DATA FOR THIS TASK –

----

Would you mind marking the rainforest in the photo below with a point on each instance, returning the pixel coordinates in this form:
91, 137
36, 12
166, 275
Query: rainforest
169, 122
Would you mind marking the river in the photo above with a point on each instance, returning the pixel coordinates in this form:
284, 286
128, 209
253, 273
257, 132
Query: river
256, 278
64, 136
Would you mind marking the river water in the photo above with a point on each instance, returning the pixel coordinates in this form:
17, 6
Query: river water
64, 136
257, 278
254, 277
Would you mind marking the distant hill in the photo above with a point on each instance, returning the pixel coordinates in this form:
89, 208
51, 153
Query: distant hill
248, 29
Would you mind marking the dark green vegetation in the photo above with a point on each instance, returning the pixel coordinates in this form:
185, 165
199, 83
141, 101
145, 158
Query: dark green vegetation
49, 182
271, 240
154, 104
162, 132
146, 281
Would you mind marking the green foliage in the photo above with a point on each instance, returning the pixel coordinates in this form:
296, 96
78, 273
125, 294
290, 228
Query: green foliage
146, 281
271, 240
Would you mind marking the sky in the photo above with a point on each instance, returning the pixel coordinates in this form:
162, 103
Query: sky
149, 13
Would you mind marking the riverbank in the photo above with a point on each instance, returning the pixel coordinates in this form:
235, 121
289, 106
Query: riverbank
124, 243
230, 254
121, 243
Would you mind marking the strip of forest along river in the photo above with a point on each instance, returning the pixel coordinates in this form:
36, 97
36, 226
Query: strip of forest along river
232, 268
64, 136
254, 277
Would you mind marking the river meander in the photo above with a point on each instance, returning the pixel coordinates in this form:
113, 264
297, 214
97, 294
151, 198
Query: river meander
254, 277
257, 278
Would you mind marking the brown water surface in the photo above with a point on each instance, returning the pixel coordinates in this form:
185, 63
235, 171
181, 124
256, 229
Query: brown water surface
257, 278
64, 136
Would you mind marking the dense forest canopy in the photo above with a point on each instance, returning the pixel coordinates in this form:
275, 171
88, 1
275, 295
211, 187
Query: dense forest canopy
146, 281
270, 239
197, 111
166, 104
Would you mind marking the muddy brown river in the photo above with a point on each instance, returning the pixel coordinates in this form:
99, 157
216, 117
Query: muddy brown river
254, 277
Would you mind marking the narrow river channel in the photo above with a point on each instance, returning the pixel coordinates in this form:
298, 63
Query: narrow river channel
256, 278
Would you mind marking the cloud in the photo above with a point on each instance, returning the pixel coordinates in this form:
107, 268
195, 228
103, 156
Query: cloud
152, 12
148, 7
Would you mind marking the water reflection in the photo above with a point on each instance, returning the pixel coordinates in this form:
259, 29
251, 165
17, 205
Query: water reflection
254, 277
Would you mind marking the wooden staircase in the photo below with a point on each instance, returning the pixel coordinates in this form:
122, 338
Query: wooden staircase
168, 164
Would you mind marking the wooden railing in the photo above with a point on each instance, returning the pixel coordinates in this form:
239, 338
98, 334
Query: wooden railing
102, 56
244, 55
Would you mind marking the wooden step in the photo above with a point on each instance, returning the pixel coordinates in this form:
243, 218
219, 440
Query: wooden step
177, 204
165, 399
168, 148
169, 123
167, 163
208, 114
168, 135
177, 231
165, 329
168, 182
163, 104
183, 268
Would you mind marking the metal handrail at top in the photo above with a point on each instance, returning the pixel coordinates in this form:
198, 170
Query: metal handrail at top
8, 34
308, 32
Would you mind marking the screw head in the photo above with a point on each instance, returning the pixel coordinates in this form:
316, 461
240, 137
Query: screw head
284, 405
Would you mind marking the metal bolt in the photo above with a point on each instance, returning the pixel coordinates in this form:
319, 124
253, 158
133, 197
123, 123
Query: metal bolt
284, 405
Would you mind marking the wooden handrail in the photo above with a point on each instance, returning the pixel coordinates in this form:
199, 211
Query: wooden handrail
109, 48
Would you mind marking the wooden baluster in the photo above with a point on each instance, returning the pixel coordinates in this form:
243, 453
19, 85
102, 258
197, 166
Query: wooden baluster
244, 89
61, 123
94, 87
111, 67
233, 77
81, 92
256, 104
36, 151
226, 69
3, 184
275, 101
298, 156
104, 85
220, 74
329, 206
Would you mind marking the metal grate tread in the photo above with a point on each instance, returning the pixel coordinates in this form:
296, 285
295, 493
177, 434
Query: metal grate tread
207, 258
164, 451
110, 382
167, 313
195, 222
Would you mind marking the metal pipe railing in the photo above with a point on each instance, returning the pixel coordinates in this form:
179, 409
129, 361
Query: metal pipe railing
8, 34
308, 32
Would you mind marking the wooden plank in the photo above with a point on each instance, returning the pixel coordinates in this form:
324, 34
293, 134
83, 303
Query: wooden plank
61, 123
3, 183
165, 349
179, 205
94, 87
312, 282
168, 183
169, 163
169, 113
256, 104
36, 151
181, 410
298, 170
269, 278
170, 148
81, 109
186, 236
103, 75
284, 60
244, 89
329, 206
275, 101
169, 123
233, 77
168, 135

----

TASK BRIEF – All lines from the one containing "Would you mind marking the metal handrail" through the end of the records, both ends included, are to be quoted exactly; please add nothing else.

EXERCISE RESPONSE –
Would you mind marking the metal handrail at top in the photo above with a point on each instance, returning the pixel coordinates in this form:
198, 170
Query: metal handrail at top
8, 34
308, 32
Would you mind marking the screw head in the photo above with a point on each instance, returning the pixel coordinates in this form:
316, 461
240, 137
Query: screw head
284, 405
Would you mind marking the metal bolt in the photo above with a point on each instance, returning the pixel coordinates in this form:
319, 124
253, 158
133, 197
123, 123
Query: metal bolt
284, 405
Would you mind marking the wooden handrail in the photo above with a point on each instance, returning the pixel coordinates in this form:
199, 211
Query: wooden handrail
109, 48
Would you mind marking the wooden baluster in the photo above with a point on each instance, returning the pixel coordinates in this form:
243, 453
19, 85
102, 258
197, 166
Query: wooden baluster
244, 89
61, 123
94, 87
111, 67
233, 77
81, 92
256, 104
36, 151
226, 69
3, 184
275, 101
298, 156
104, 85
220, 74
329, 206
Would you mind marking the metal grate tread in the photo above with a point on each instance, returning the pixel coordinates in this form:
296, 285
295, 493
177, 434
Query: metal grate tread
207, 258
164, 451
110, 382
167, 313
195, 222
Would you mind marking the metal pipe railing in the photo above with a point on each instance, returning the pixel coordinates in this form:
179, 409
129, 361
Query: metal pipe railing
8, 34
308, 32
Would you mind marking the wooden plank in the photo above with a point on each instance, returning the pixel coordinates in this form:
324, 34
293, 134
83, 303
Query: wooden plank
61, 123
3, 183
165, 349
179, 205
94, 87
312, 282
168, 183
169, 163
169, 113
256, 104
36, 151
181, 410
298, 170
269, 278
170, 148
81, 109
186, 236
103, 75
284, 60
244, 89
329, 206
275, 101
169, 123
233, 77
168, 135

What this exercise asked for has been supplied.